The Legislature expanded the preference to include solar energy systems using stirling converters.  A stirling converter is a device that produces electricity by converting heat from a solar source.  Testimony by a representative for a company at a Senate Ways & Means hearing noted that stirling converters were newly developed technology not covered under the existing tax preference.

2012

JLARC staff reviewed the preference.  The Legislative Auditor recommended the Legislature review and clarify the preference to determine if the progress toward its solar industry objectives was sufficient and to consider identifying targets for solar business retention, attraction, and job creation.

2013

The Legislature extended the expiration date of the preference to June 30, 2017.  The Legislature stated that the objective of the preference is to maintain and grow jobs in the solar silicon industry.  The bill did not include targets for solar business retention, attraction, or jobs. It directed JLARC staff to assess the actual fiscal impact of this tax preference in relation to the fiscal estimate and assess changes in employment for firms claiming the preference.

The legislation amended the reporting requirements for the preference to require an Annual Survey instead of an Annual Report.  The Annual Survey includes a beneficiary’s tax savings from a preference and has different rules for the disclosure of taxpayer information.
# # #
* [Tasks to perform]
**a)** Quote the passage of the solar tax preference history above that opens with the words containing "The Legislature extended" and closes with "claiming the preference.".
**b)** Answer these questions from the solar tax preference history above:
(i) How does a stirling converter produce electricity?
(ii) To what date did the Legislature extend the preference's expiration in 2013?
(iii) What did the 2013 legislation require in place of an Annual Report?
**c)** Translate this sentence from the solar tax preference history above into Spanish: "A stirling converter is a device that produces electricity by converting heat from a solar source."

* [Given material]
# # #
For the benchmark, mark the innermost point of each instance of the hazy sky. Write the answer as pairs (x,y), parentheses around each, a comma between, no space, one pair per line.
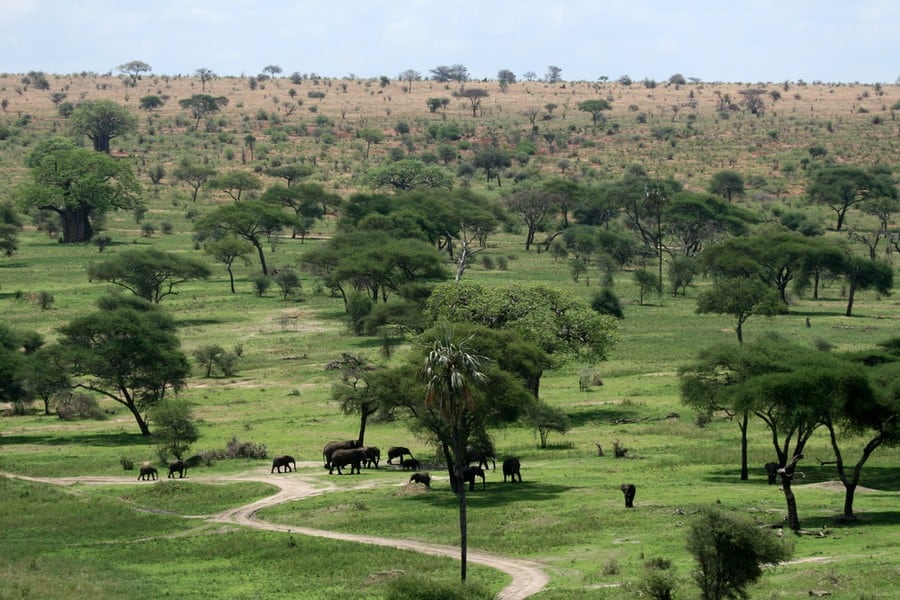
# # #
* [Expected answers]
**a)**
The Legislature extended the expiration date of the preference to June 30, 2017.  The Legislature stated that the objective of the preference is to maintain and grow jobs in the solar silicon industry.  The bill did not include targets for solar business retention, attraction, or jobs. It directed JLARC staff to assess the actual fiscal impact of this tax preference in relation to the fiscal estimate and assess changes in employment for firms claiming the preference.

**b)**
(i) By converting heat from a solar source.
(ii) June 30, 2017.
(iii) An Annual Survey.

**c)** Un convertidor stirling es un dispositivo que produce electricidad al convertir el calor de una fuente solar.